[Task inputs start]

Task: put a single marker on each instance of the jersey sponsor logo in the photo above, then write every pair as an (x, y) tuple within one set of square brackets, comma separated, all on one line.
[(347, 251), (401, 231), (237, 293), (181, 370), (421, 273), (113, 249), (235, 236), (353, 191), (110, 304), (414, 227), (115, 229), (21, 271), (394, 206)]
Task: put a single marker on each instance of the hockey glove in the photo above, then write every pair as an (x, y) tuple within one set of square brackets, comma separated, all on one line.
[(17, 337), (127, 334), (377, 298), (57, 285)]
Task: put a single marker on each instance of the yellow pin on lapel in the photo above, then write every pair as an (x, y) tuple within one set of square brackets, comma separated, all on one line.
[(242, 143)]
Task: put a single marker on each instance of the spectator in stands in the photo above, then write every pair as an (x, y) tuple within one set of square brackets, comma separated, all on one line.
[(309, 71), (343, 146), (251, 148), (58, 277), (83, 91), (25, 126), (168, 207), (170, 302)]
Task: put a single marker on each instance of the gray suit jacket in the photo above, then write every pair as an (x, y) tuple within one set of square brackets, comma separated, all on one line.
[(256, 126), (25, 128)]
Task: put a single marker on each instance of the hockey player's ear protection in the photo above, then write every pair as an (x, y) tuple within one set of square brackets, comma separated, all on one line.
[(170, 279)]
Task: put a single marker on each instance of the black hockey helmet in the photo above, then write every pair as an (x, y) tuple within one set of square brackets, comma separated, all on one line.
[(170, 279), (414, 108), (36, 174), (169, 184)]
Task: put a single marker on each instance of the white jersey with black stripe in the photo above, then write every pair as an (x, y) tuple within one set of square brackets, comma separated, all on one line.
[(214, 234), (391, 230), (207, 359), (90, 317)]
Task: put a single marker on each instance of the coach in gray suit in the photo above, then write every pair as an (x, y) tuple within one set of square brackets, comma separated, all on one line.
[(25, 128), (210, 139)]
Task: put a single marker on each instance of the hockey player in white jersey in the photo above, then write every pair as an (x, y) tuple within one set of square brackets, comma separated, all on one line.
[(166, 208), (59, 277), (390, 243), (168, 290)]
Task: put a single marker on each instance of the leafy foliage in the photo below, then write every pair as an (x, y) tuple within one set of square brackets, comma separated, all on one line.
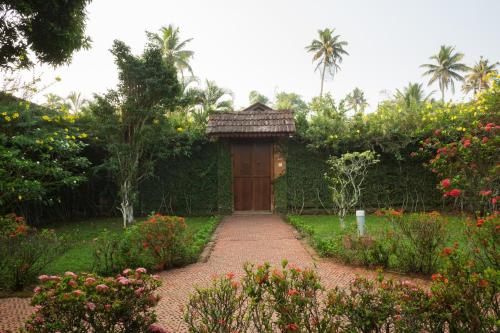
[(52, 31)]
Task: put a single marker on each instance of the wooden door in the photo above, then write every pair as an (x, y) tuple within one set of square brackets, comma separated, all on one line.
[(252, 176)]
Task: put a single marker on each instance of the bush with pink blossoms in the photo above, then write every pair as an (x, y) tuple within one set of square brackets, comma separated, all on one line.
[(89, 303)]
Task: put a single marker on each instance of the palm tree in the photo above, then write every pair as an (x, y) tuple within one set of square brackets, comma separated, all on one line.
[(478, 77), (75, 101), (168, 40), (413, 93), (356, 100), (446, 69), (327, 51), (211, 99)]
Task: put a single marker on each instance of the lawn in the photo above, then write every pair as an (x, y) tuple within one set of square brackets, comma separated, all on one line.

[Task inputs end]

Reproduce all of the data above verbatim, line by line, but omit the pictures.

Task: put a single marker on each instance of the jersey sponsor logo in the photo above, then write every pair as an (x, y) tuple within one set of square brackets, comma separated, all on one line.
[(347, 251), (401, 231), (237, 293), (181, 370), (421, 273), (113, 249), (235, 236), (353, 191), (110, 304), (414, 227), (115, 229), (21, 271), (394, 206)]
Task: put a single marker on each instance of the hockey glove in the photo above, then write every pair as an (x, y) tuple within one set of square brackets, comma separated, all on one line.
[(17, 337), (127, 334), (377, 298), (57, 285)]
Task: put a single marker on each instance of the yellow pin on lapel in the photo above, then write every pair as an (x, y) tuple within one set of square brackets, comma separated, all on one line.
[(242, 143)]
Task: put a single marker on each instance of the spectator in stands in the photo above, then write every pair as an (x, y) tuple within one set of square brackets, comma separated, all on one line.
[(309, 71), (343, 146), (251, 148), (58, 277), (83, 91), (25, 126), (168, 207), (170, 302)]
Task: put a single marker on each instance of the gray suit jacket in the photo above, then write every pair as an (x, y) tuple within one set of square brackets, comma separated, all on one line.
[(256, 126), (25, 128)]
Task: put a single marker on each instance of the hockey player's ear protection in the photo above, then write every pair as an (x, y) tuple within one set of square brackets, comma separated, all on one line.
[(170, 279)]
Task: put a single marker on each instance of the black hockey helmet in the photo above, then write every pair as an (x, y) tuple within one set of square brackets, comma separated, all on one line.
[(170, 279), (414, 108), (36, 174), (169, 184)]
Task: put a single marker on each instance of the white jersey with black stripe in the photo above, then write every pair as an (x, y) tuple within one set of square brackets, comma separated, all on one line.
[(214, 234), (391, 230), (207, 359), (90, 317)]
Task: put a single marker on each instance of the coach in gray suit in the photo above, then write every pair as an (x, y) tuple within one set of square brackets, comma separated, all on one line.
[(25, 128), (210, 139)]
Task: put a single marker on each instance of the hockey player in white jersey in the photo above, then write every pair as an (x, y) tuple within one set of square brackets, comma separated, all on one line.
[(166, 208), (59, 277), (390, 243), (168, 290)]
Task: put a single marker on each instance of the leafy foliage in the photo below, then write every pair as an (x, y) tuple within one set of square brackets, comma separated, all on one line.
[(52, 31)]
Task: put a single marker on each instance of the wooden door in the photo above, then write every pair as an (x, y) tuple within one set of square brackets, comma separated, all on one line.
[(252, 176)]
Task: put a single marker on each instance of the bush with pink blossoms in the photo above, then write every pair as an (x, y) tuple within one set of square brackets, comma separated, all on one line.
[(89, 303)]
Task: put a single marker on each instance of the palm tree in the photo above, then write every pair as an (x, y) tuple within one set of square brackets, comma separated, all on one line.
[(478, 77), (75, 101), (168, 40), (413, 93), (356, 100), (446, 69), (327, 51), (211, 99)]
Task: put a single marker on each instance of the lawn in the photo above, then write every pair as an (x, y) tuple within one set of square brackets, comma separated, all on one line.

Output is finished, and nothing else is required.